▸ EXERCISE TASK 1: In the text on shareholder meetings, what kind of meeting may a special meeting of shareholders be combined with?

▸ TEXT SECTION:
MEETINGS OF SHAREHOLDERS

 

  9.01 Annual Meeting:

 

The annual meeting of the shareholders of the Corporation shall be held on such day and at such time as the board may, subject to the Act, determine from time to time, for the purpose of receiving the financial statements and reports required by the Act to be placed before each annual meeting of shareholders, electing directors (if required), appointing the auditor (if required) and fixing or authorizing the board to fix remuneration (if required) and transacting such other business as may properly be brought before the meeting.

 

  9.02 Special Meeting:

 

From time to time the board may call a special meeting of the shareholders of the Corporation to be held on such day and at such time as the board may determine. Any special meeting of shareholders of the Corporation may be combined with an annual meeting.

▸ SUPPLIED MATERIAL:
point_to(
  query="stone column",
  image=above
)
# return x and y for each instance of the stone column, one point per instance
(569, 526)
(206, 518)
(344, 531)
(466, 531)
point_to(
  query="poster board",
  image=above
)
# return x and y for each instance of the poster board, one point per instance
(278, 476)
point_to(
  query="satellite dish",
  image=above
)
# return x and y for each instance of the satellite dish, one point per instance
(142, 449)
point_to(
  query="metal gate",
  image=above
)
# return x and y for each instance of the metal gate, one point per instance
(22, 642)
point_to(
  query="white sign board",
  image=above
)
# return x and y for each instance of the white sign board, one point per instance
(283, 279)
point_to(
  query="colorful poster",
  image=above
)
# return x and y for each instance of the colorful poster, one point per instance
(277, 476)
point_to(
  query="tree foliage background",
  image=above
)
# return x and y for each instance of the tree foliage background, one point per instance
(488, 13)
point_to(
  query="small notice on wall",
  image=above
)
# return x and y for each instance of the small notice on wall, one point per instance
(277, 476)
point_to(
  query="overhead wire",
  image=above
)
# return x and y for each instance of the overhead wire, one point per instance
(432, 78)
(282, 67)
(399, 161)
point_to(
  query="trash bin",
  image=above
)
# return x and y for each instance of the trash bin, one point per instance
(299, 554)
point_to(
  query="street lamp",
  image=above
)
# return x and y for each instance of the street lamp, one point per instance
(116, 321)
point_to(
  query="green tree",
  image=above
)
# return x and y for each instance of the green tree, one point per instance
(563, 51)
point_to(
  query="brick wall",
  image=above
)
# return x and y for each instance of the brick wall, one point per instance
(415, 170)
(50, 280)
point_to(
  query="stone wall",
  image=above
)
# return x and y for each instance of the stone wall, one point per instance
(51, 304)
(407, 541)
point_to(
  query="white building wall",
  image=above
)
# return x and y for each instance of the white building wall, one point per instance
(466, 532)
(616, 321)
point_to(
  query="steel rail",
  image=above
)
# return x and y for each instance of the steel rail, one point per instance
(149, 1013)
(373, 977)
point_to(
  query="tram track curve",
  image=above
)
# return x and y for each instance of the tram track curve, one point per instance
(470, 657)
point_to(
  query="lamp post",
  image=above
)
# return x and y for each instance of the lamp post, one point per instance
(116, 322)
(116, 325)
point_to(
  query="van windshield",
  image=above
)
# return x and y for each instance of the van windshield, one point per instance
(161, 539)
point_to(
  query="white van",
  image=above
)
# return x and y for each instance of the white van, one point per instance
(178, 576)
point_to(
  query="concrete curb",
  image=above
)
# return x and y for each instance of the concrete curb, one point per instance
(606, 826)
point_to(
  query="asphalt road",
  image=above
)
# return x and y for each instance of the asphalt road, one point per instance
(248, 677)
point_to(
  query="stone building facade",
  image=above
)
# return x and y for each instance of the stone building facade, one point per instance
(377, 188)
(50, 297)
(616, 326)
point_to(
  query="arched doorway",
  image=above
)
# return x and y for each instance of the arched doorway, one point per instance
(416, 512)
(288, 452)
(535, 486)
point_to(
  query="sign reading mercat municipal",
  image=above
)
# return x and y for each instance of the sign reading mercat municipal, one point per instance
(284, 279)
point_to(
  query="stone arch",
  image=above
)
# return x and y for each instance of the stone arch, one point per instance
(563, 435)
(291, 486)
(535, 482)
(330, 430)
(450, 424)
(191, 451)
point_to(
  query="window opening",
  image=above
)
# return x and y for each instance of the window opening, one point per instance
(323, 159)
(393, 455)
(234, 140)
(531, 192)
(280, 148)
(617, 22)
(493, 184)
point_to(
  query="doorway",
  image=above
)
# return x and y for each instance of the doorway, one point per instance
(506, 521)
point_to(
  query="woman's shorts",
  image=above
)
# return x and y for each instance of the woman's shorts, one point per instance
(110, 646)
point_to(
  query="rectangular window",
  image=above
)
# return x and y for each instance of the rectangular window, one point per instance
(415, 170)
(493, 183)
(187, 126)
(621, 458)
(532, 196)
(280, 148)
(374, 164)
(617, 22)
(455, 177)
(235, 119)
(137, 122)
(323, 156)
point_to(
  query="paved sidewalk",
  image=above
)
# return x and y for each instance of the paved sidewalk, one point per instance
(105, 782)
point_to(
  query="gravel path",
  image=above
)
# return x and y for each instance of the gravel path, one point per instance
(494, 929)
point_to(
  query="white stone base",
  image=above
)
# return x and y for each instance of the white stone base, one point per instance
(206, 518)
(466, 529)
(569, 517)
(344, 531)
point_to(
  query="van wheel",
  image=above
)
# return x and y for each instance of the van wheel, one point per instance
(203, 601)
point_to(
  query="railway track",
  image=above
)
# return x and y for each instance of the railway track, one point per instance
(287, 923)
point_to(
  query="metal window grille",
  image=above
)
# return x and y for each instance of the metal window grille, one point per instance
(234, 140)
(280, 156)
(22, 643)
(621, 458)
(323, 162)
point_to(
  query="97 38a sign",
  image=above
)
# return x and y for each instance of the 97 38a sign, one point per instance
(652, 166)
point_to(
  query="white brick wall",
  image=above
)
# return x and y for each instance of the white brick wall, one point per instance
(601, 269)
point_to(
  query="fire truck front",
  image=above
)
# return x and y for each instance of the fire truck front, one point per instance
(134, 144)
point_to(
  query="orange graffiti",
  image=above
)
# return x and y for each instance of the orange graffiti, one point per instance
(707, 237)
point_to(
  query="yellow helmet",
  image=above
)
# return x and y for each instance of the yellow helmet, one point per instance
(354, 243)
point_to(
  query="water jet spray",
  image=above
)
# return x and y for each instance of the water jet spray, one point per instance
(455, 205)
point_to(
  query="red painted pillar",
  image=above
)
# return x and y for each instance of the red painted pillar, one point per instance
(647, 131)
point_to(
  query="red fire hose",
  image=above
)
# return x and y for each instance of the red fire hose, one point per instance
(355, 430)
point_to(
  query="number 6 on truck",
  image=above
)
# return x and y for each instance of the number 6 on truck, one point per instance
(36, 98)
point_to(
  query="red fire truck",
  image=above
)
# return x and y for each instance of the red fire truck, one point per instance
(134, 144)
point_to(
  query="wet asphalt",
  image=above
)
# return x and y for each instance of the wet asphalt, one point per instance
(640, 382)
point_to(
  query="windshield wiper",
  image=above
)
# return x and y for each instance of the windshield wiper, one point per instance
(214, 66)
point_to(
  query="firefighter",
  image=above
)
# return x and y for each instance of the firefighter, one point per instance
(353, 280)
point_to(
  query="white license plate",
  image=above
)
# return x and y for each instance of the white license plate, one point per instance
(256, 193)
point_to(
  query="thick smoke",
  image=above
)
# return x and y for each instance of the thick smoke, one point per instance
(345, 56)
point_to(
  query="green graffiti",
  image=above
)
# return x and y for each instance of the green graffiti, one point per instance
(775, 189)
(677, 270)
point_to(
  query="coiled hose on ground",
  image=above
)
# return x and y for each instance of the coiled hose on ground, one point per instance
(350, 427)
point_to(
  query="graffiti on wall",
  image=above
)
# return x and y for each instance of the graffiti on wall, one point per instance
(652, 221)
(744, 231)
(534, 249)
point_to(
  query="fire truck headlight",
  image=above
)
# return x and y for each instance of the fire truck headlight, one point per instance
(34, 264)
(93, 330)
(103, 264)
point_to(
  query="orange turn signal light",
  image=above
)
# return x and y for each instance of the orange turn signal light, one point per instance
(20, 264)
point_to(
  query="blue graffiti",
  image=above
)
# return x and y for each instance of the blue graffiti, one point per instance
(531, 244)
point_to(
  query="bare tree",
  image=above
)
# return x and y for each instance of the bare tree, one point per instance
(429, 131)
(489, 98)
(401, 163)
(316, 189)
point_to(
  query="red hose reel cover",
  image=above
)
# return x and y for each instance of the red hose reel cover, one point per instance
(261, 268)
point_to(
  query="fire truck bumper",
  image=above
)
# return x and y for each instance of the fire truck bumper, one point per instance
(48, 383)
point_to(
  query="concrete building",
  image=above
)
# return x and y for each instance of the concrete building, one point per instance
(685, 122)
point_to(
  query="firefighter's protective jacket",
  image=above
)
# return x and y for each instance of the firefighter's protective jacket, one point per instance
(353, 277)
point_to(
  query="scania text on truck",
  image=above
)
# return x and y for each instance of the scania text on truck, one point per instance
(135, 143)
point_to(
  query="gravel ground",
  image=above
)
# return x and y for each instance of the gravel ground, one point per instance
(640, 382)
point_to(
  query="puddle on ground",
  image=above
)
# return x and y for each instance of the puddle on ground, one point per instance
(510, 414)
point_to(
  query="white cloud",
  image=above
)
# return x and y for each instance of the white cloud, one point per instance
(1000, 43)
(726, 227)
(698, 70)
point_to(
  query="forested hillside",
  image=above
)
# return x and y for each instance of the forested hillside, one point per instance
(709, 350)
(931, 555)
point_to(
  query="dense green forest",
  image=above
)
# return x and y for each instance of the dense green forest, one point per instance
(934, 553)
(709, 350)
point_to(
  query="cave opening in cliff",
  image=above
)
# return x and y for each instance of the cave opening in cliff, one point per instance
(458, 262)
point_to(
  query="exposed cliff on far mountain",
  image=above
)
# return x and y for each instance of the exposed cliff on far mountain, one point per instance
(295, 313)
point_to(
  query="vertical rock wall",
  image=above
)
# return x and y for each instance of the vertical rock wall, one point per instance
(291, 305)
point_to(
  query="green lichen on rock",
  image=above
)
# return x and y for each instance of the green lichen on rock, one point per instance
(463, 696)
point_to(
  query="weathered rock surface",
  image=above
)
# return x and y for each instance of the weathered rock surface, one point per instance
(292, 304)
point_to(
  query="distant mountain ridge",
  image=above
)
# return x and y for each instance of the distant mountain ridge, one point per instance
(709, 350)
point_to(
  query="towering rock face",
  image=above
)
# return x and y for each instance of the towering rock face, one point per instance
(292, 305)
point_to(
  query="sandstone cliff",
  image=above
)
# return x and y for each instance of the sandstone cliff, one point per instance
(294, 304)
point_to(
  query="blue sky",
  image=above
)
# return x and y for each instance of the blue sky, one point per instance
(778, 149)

▸ EXERCISE TASK 2: Count the lines of the records that contain the word "hose" and give only that number.

▸ EXERCISE ANSWER 1: An annual meeting.

▸ EXERCISE ANSWER 2: 6